## Exercise prompt
Down to the last line, retype the records below exactly and skip the pictures.
====== Records for the task
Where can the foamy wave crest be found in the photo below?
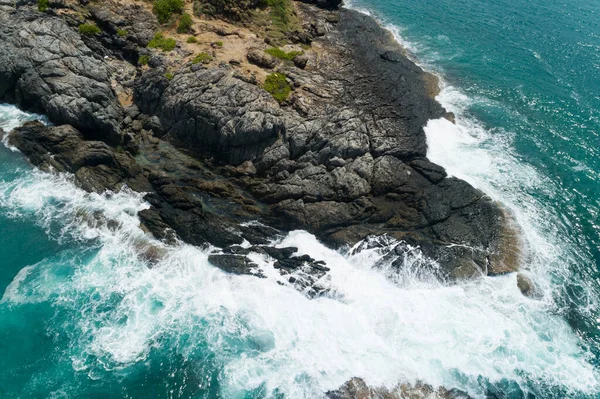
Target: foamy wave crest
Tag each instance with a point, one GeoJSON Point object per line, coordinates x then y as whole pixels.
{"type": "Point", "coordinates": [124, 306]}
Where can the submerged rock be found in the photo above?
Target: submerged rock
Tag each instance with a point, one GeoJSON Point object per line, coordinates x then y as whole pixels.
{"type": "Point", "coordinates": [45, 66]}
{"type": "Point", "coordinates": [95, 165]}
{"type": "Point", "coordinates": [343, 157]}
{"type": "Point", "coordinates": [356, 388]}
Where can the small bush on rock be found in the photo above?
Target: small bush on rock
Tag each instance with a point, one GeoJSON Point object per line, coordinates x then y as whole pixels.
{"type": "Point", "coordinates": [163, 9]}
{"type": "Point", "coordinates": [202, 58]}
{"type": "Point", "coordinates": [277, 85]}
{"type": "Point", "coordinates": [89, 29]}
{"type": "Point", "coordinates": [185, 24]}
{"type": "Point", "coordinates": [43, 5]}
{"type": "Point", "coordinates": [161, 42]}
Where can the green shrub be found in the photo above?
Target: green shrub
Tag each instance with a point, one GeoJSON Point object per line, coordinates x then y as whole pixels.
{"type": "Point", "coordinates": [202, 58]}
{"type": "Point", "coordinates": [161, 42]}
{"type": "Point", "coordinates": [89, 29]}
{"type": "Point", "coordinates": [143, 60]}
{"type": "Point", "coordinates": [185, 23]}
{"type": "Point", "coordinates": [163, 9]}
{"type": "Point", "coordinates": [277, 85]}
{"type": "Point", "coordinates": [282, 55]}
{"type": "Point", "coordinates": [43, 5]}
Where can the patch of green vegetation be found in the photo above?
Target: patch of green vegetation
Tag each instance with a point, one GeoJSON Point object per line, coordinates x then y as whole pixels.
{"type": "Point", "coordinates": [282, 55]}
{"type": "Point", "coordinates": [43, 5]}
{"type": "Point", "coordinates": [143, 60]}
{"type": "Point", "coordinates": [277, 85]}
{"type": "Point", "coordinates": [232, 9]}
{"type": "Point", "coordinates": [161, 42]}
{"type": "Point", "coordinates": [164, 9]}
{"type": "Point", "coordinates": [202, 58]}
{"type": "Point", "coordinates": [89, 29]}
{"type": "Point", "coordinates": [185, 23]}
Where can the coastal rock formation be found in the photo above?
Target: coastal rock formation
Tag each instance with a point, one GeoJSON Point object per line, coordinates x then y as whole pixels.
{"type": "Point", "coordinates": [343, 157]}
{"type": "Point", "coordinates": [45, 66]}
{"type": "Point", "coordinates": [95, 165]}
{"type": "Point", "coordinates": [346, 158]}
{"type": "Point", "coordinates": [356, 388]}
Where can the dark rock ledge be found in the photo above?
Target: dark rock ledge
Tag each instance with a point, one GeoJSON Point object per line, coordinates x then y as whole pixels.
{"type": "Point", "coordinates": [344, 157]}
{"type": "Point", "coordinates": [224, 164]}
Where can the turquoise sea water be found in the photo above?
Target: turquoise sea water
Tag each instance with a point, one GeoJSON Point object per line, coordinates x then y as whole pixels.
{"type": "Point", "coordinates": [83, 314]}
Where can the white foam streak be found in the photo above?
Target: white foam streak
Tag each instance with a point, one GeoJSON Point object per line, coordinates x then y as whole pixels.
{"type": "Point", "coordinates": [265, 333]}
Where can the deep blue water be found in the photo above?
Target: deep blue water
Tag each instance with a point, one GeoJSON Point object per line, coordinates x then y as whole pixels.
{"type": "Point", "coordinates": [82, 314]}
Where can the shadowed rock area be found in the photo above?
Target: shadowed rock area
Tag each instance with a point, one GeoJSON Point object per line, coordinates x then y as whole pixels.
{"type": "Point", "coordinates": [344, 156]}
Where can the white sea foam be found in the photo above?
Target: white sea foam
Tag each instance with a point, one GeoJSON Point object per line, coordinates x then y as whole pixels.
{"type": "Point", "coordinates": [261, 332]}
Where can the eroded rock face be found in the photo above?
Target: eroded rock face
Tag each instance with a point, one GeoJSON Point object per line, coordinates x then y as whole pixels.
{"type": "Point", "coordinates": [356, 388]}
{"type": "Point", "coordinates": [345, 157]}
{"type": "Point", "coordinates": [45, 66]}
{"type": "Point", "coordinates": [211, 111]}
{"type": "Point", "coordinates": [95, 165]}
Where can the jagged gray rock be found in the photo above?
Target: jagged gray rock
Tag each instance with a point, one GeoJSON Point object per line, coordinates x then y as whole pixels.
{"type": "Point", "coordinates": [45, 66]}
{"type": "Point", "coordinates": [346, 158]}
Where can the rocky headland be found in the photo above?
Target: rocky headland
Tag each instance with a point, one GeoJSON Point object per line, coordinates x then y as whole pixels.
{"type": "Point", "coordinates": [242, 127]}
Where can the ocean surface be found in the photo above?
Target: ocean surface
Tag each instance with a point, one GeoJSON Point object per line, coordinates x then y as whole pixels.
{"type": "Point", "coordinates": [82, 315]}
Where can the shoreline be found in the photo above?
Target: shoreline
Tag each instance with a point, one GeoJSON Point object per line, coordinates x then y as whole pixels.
============
## Written response
Where can the foamy wave crest be found in the photo below?
Target: foamy wave crest
Tag each instance with a point, one GeoJSON Point object per line, coordinates x then y as whole pixels.
{"type": "Point", "coordinates": [124, 306]}
Where can the submerged rock be found in the photo above?
Target: submerged rock
Tag each instance with a point, one GeoJSON Point object per line, coordinates x then y as whole pixels.
{"type": "Point", "coordinates": [45, 66]}
{"type": "Point", "coordinates": [95, 165]}
{"type": "Point", "coordinates": [343, 157]}
{"type": "Point", "coordinates": [356, 388]}
Where can the small bush on rock be found in the photo above?
Target: small bush on rock
Tag each instance with a point, one GeoJSON Point object per line, coordinates x then y as whole pixels.
{"type": "Point", "coordinates": [163, 9]}
{"type": "Point", "coordinates": [202, 58]}
{"type": "Point", "coordinates": [277, 85]}
{"type": "Point", "coordinates": [89, 29]}
{"type": "Point", "coordinates": [185, 24]}
{"type": "Point", "coordinates": [43, 5]}
{"type": "Point", "coordinates": [161, 42]}
Where can the green shrub be found in the photo above?
Target: green shrub
Tag each instance with a point, one GeoJSON Point object per line, coordinates x then y as whole pixels.
{"type": "Point", "coordinates": [202, 58]}
{"type": "Point", "coordinates": [161, 42]}
{"type": "Point", "coordinates": [89, 29]}
{"type": "Point", "coordinates": [143, 60]}
{"type": "Point", "coordinates": [185, 23]}
{"type": "Point", "coordinates": [163, 9]}
{"type": "Point", "coordinates": [277, 85]}
{"type": "Point", "coordinates": [282, 55]}
{"type": "Point", "coordinates": [43, 5]}
Where can the patch of green vegetation be found in the photo above?
Target: patch of green vegetation
Tag each instance with a point, one GeoJSON Point object per line, coordinates x then y as whole pixels.
{"type": "Point", "coordinates": [282, 55]}
{"type": "Point", "coordinates": [43, 5]}
{"type": "Point", "coordinates": [143, 60]}
{"type": "Point", "coordinates": [277, 85]}
{"type": "Point", "coordinates": [232, 9]}
{"type": "Point", "coordinates": [161, 42]}
{"type": "Point", "coordinates": [164, 9]}
{"type": "Point", "coordinates": [202, 58]}
{"type": "Point", "coordinates": [89, 29]}
{"type": "Point", "coordinates": [185, 23]}
Where can the coastal rock formation be found in the photo above?
Target: coastal rock formation
Tag each instance with a point, one GeoJSON Point object per line, coordinates x then y as whole pixels.
{"type": "Point", "coordinates": [343, 157]}
{"type": "Point", "coordinates": [45, 66]}
{"type": "Point", "coordinates": [95, 165]}
{"type": "Point", "coordinates": [346, 158]}
{"type": "Point", "coordinates": [356, 388]}
Where can the dark rock ledge be found in the photo above?
Target: dark rock ledge
Tag each instance with a point, one GeoJSON Point object per line, coordinates x then y as whole pixels.
{"type": "Point", "coordinates": [344, 157]}
{"type": "Point", "coordinates": [224, 164]}
Where can the turquoise sea water be found in the photo above?
Target: turquoise sea water
Tag each instance with a point, one GeoJSON Point object per line, coordinates x then y as whole pixels.
{"type": "Point", "coordinates": [83, 314]}
Where can the white foam streak be found in the photo above?
Target: white foam streak
Tag each instance with a point, one GeoJSON Point object per line, coordinates x then y as whole pixels.
{"type": "Point", "coordinates": [265, 333]}
Where can the deep blue water be found in the photo above?
Target: deep blue water
Tag each instance with a point, one GeoJSON Point object per line, coordinates x then y as whole pixels.
{"type": "Point", "coordinates": [82, 314]}
Where can the shadowed rock area be found in the photo above?
Target: shadowed rock area
Tag each instance with a point, one GeoJSON Point object per line, coordinates x then y as whole pixels.
{"type": "Point", "coordinates": [344, 156]}
Where can the white sea foam be found in the photo above?
Target: white sea foam
Tag each instance with a point, one GeoJSON Point object per line, coordinates x then y as whole pixels.
{"type": "Point", "coordinates": [261, 332]}
Where can the eroded rock face be found in the photo above?
Target: eroded rock face
Tag each instance with a point, one GeoJSON Point object per line, coordinates x then y as whole pixels.
{"type": "Point", "coordinates": [356, 388]}
{"type": "Point", "coordinates": [345, 157]}
{"type": "Point", "coordinates": [45, 66]}
{"type": "Point", "coordinates": [211, 111]}
{"type": "Point", "coordinates": [95, 165]}
Where can the jagged gray rock be found in the photo above?
Target: jagged gray rock
Tag each instance with a point, one GeoJSON Point object per line, coordinates x then y as whole pixels.
{"type": "Point", "coordinates": [45, 66]}
{"type": "Point", "coordinates": [346, 158]}
Where can the rocky headland be found in the photo above?
Target: rocky headland
Tag each instance with a point, one GeoJSON Point object per line, coordinates x then y as whole pixels.
{"type": "Point", "coordinates": [242, 127]}
Where can the ocean surface be found in the photo above?
Target: ocean surface
Tag each instance with a point, one GeoJSON Point object per line, coordinates x then y as whole pixels.
{"type": "Point", "coordinates": [82, 315]}
Where can the shoreline be found in the photo above?
Target: shoreline
Tag each instance with a point, one GeoJSON Point object per line, coordinates x then y as whole pixels.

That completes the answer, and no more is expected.